Materials provided section start
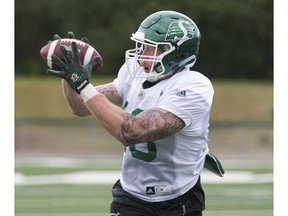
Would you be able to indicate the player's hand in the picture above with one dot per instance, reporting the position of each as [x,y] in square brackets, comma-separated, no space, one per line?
[77,75]
[70,35]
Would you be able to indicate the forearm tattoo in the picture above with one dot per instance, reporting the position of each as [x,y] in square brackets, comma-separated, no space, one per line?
[151,125]
[110,93]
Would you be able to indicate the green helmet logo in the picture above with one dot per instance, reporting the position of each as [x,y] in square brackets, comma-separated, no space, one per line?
Materials provided section end
Your answer must be the records above, word for word, with every picture left out.

Answer below:
Would you be able to indicate the player's hand in the picture above with one dot per instance, reporting the position of each as [x,y] in square brackets, comma-separated, no space, one per line?
[77,75]
[70,35]
Would you be able to indicate the forearm tattoo in the picture above with one dot per instance, reporting the position of each as [x,y] in square brackets, comma-separated, no space, one per line?
[151,125]
[110,93]
Would you be able to indicate the green helmet logo in the picture above with one dot per instance, reporting the position of each as [x,y] in square brackets, comma-separated, no space, one per line?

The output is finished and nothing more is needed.